#### [REQUIREMENTS]
Copy the material below line for line, with no changes.

BEGIN DATA SUPPLIED

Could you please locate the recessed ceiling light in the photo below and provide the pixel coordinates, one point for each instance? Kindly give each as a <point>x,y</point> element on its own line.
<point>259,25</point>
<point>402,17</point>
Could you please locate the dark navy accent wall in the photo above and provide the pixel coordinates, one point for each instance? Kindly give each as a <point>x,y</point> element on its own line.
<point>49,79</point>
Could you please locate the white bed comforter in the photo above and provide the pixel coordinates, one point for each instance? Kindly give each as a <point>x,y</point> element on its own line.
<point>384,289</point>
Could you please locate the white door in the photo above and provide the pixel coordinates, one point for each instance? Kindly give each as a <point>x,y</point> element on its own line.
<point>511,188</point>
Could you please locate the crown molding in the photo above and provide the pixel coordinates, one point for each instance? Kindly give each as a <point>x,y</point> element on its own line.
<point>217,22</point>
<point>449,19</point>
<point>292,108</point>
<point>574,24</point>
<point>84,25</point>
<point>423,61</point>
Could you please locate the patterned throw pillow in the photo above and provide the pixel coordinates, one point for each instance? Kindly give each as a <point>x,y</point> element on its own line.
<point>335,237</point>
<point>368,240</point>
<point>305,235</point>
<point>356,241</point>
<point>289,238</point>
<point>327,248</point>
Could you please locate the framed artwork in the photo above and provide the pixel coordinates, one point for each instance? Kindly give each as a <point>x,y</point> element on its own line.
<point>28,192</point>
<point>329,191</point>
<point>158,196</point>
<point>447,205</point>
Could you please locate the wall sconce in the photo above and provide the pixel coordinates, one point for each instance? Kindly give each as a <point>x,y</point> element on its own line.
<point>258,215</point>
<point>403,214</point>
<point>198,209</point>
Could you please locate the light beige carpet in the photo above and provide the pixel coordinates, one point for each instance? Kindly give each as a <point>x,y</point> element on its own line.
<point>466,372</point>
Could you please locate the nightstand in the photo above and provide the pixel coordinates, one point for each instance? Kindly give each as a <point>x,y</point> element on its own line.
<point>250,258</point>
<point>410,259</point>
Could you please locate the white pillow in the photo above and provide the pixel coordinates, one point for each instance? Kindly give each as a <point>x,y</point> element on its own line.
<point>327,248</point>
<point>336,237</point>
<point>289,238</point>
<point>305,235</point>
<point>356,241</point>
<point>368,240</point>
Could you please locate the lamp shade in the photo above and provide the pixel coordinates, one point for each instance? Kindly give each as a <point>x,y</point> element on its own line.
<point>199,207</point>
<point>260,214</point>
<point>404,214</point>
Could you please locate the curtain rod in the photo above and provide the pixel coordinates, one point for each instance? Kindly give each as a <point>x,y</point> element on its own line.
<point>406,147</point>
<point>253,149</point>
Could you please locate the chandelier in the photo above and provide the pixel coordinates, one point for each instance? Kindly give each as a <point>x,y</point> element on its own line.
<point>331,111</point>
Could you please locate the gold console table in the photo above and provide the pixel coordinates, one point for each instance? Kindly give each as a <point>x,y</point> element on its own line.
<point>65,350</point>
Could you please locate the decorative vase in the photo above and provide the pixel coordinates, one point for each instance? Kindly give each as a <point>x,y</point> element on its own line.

END DATA SUPPLIED

#### [FINAL ANSWER]
Could you please locate the recessed ceiling light in the photo below and provide the pixel coordinates, one point for each instance? Kindly give each as a <point>x,y</point> element on its own line.
<point>259,25</point>
<point>402,17</point>
Could you please locate the dark navy accent wall in the photo above and provide the pixel coordinates, one point for each instance? Kindly give each as a <point>x,y</point> element on its own line.
<point>49,79</point>
Could you please locate the white bed comforter in the photo above and provide the pixel coordinates, one point for each instance? Kindly give each as a <point>x,y</point> element on its own line.
<point>384,289</point>
Could you please locate the white door in the photo above and provide the pixel coordinates, one point for each instance? Kindly give each as a <point>x,y</point> element on its own line.
<point>511,188</point>
Could you please locate the crown molding in the photo above and provide the pixel coordinates, one point for each instance? Kindly give each as a <point>x,y</point> element on its own line.
<point>217,22</point>
<point>449,19</point>
<point>292,108</point>
<point>574,24</point>
<point>84,25</point>
<point>423,61</point>
Could you please locate the patterned throw pillow in the photo above and provide the pixel coordinates, one point for each instance? Kindly give each as a <point>x,y</point> element on its own line.
<point>335,237</point>
<point>368,240</point>
<point>305,235</point>
<point>356,241</point>
<point>289,238</point>
<point>327,248</point>
Could you please locate the framed artwork in the photo above and provide the pixel coordinates, one point for each instance? Kindly give each as a <point>x,y</point> element on its own line.
<point>28,192</point>
<point>329,191</point>
<point>158,196</point>
<point>447,205</point>
Could you please locate the wall sconce in the photo above and provide the pixel coordinates, one point for each instance? Kindly give each as a <point>x,y</point> element on its own line.
<point>258,215</point>
<point>403,214</point>
<point>198,209</point>
Could you please locate the light beige carpet in the photo above and provide the pixel coordinates, one point for each instance? Kindly give each as a <point>x,y</point> element on its own line.
<point>466,372</point>
Could you please locate the nightstand in the photo above and provide the pixel coordinates, one point for each instance? Kindly give each as a <point>x,y</point> element on its own line.
<point>250,258</point>
<point>410,259</point>
Could you please locate the white pillow in the photo above and provide the pixel coordinates, one point for each instance? Kindly give each as a <point>x,y</point> element on its own line.
<point>327,248</point>
<point>336,237</point>
<point>289,238</point>
<point>305,235</point>
<point>356,241</point>
<point>368,240</point>
Could you please locate the lamp shade in the photo above and provide the pixel coordinates, one point for each instance? Kindly give each as a <point>x,y</point> element on its own line.
<point>199,207</point>
<point>260,214</point>
<point>404,214</point>
Could you please locate the curtain rod in the photo above and provide the pixel coordinates, one point for each instance? Kindly give each as a <point>x,y</point> element on its own line.
<point>406,147</point>
<point>253,149</point>
Could you please locate the chandelier in the photo above and provide the pixel coordinates, one point for each instance? Kindly give each as a <point>x,y</point> element on its own line.
<point>331,111</point>
Could you please locate the gold console table in the photo above and provide the pixel coordinates, one point for each instance? Kindly give each as a <point>x,y</point> element on its own line.
<point>65,350</point>
Could you please locate the decorative vase in the photo above and provide the pixel coordinates, one point for each instance? Kindly give each as a <point>x,y</point> element on its own line.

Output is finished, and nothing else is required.